Source text
In every pregnancy, a woman starts out with a 3-5% chance of having a baby with a birth defect. This is called her background risk. This fact sheet talks about whether exposure to progesterone may increase the risk for birth defects over that background risk. This information should not take the place of medical care and advice from your health care provider.

What is progesterone?

Progesterone is a hormone that is naturally produced in the body by the ovaries. The body uses progesterone to build the lining of the uterus during the menstrual cycle and help the fertilized egg attach to the wall of the uterus. During pregnancy, the placenta makes progesterone to help prevent miscarriage. Progesterone can also be taken in pill form, vaginal suppository, injection, gels, and creams. Progesterone is sold under many brand names including Aygestin®, Crinone®, Endometrin®, Prometrium®, Prochieve®, and Progestrona®. Some forms of progesterone are identical to the natural hormone and others are a little different. There are also man-made substances with similarities to progesterone called progestins. Progestins are included in some forms of birth control. This fact sheet does not discuss progestins when used for birth control. See our fact sheet on Depot medroxyprogesterone at http://mothertobaby.wpengine.com/fact-sheets/depot-medroxyprogesterone-depo-provera-pregnancy/.

Records from a data source
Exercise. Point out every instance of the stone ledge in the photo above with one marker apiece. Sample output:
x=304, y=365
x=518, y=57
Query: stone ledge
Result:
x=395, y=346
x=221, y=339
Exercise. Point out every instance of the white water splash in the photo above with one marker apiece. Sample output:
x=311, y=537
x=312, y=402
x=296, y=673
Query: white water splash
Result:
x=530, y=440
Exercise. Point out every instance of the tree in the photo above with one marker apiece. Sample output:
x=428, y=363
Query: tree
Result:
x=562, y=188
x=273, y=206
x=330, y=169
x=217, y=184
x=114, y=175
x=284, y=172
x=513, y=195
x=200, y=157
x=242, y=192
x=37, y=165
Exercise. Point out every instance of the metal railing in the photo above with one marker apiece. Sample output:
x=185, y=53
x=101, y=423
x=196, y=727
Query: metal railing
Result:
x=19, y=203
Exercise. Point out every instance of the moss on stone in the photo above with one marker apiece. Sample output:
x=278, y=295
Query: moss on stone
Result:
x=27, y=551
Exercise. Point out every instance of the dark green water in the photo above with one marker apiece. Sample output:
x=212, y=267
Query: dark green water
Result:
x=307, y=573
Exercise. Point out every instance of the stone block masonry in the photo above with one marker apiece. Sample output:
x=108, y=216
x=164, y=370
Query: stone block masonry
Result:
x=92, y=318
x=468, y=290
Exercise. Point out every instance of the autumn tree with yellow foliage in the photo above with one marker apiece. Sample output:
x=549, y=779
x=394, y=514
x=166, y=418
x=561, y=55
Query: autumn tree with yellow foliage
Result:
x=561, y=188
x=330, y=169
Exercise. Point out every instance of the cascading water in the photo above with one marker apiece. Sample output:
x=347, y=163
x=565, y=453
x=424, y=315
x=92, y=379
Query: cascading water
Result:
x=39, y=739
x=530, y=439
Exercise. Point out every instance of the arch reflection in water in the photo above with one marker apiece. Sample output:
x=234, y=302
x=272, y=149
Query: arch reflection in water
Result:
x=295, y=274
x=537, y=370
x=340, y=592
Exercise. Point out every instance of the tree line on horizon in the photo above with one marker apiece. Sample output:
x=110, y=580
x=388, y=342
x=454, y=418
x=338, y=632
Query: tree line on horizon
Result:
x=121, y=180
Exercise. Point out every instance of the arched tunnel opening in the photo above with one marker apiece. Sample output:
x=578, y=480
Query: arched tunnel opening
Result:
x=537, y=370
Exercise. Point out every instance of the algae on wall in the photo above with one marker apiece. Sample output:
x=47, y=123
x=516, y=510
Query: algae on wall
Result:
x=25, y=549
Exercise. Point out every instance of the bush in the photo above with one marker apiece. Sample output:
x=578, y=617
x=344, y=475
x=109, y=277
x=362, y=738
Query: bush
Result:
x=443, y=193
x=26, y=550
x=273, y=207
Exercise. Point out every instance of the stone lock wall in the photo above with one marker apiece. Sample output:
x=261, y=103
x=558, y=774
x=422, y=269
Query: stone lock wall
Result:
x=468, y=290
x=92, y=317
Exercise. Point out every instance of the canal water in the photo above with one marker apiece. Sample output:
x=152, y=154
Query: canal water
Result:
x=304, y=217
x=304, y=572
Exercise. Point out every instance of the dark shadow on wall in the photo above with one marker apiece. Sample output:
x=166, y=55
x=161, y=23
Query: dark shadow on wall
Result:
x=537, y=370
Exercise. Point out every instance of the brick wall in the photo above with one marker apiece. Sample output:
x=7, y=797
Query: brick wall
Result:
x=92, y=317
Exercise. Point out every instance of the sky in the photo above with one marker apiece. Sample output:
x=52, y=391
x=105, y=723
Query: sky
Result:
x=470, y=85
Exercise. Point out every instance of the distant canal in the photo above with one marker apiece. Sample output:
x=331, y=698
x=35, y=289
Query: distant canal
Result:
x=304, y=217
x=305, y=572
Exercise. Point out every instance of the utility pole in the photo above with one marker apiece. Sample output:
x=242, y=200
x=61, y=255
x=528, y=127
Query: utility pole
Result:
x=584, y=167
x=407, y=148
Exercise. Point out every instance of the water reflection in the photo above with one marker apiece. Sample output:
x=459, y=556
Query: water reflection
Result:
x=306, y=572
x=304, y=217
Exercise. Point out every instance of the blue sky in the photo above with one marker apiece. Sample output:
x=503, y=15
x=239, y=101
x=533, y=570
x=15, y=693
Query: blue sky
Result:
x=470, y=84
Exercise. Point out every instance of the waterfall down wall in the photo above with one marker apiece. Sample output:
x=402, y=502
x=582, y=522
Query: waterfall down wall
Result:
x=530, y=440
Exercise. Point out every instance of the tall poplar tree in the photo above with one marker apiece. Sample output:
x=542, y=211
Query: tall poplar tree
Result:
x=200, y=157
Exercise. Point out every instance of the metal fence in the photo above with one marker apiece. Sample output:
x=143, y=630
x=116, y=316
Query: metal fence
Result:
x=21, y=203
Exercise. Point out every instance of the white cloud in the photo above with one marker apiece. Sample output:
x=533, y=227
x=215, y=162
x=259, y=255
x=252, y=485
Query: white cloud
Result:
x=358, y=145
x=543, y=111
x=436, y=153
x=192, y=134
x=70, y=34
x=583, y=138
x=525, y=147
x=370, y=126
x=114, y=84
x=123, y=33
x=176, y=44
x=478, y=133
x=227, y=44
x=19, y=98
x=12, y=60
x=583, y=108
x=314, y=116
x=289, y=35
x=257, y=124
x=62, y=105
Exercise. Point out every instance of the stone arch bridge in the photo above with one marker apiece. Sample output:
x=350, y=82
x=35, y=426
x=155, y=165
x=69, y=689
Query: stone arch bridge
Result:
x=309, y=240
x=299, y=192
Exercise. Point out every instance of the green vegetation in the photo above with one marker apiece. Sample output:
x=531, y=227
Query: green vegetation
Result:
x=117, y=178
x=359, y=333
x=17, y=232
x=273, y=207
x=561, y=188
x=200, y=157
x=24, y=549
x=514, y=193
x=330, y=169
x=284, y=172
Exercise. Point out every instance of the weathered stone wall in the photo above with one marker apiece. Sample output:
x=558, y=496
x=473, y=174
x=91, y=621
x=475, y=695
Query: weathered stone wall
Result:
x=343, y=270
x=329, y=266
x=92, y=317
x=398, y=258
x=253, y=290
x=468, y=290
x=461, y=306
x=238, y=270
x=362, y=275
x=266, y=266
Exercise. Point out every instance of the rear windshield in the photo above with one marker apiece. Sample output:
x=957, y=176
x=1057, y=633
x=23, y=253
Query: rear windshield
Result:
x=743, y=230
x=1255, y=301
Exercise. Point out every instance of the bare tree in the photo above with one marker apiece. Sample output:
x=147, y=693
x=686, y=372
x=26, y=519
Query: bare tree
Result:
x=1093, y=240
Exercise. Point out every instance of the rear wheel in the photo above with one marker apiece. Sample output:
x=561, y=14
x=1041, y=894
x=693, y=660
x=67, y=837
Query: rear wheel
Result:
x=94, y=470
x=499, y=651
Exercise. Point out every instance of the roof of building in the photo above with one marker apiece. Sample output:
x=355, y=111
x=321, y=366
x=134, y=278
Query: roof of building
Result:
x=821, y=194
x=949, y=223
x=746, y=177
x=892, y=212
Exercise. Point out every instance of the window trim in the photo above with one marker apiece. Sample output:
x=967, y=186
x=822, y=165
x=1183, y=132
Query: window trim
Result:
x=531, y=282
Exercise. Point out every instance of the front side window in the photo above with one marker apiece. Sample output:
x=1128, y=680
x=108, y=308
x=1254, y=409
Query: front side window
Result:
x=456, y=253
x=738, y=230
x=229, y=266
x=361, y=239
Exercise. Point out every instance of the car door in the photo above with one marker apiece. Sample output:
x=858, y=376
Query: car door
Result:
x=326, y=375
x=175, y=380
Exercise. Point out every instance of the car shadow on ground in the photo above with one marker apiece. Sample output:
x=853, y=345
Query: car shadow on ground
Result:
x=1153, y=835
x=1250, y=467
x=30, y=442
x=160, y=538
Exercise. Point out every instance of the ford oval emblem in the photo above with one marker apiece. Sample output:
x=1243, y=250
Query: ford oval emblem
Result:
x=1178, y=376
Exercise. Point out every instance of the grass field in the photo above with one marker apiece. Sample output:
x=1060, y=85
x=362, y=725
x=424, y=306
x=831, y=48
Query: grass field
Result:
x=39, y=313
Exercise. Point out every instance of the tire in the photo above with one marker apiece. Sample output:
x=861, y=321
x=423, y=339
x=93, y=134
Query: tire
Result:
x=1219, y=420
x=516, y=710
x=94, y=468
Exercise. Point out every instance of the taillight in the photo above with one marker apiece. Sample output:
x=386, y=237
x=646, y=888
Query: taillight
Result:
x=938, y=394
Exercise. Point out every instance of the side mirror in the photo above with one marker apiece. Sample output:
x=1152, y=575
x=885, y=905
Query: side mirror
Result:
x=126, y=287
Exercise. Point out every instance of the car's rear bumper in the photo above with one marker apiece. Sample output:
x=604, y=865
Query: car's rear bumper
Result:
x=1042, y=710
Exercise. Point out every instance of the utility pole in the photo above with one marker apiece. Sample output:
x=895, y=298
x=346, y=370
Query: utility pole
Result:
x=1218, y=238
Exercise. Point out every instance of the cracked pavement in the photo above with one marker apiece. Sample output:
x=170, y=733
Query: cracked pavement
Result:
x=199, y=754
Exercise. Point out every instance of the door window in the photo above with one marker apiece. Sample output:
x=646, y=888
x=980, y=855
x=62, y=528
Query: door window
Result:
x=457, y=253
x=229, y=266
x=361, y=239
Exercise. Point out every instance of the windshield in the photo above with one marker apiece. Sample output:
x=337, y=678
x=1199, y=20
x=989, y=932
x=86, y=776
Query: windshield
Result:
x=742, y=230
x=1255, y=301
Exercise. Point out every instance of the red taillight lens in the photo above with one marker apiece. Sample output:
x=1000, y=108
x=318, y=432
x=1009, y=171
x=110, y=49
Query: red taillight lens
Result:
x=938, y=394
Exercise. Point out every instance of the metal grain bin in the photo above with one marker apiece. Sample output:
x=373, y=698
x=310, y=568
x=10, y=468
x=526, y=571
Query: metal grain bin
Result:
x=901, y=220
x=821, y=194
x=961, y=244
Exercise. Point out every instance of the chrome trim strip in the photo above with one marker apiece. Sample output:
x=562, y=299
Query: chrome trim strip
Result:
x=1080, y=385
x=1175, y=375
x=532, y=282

Work item
Copy out the complete progesterone fact sheet above, word for word.

Response to this exercise
In every pregnancy, a woman starts out with a 3-5% chance of having a baby with a birth defect. This is called her background risk. This fact sheet talks about whether exposure to progesterone may increase the risk for birth defects over that background risk. This information should not take the place of medical care and advice from your health care provider.

What is progesterone?

Progesterone is a hormone that is naturally produced in the body by the ovaries. The body uses progesterone to build the lining of the uterus during the menstrual cycle and help the fertilized egg attach to the wall of the uterus. During pregnancy, the placenta makes progesterone to help prevent miscarriage. Progesterone can also be taken in pill form, vaginal suppository, injection, gels, and creams. Progesterone is sold under many brand names including Aygestin®, Crinone®, Endometrin®, Prometrium®, Prochieve®, and Progestrona®. Some forms of progesterone are identical to the natural hormone and others are a little different. There are also man-made substances with similarities to progesterone called progestins. Progestins are included in some forms of birth control. This fact sheet does not discuss progestins when used for birth control. See our fact sheet on Depot medroxyprogesterone at http://mothertobaby.wpengine.com/fact-sheets/depot-medroxyprogesterone-depo-provera-pregnancy/.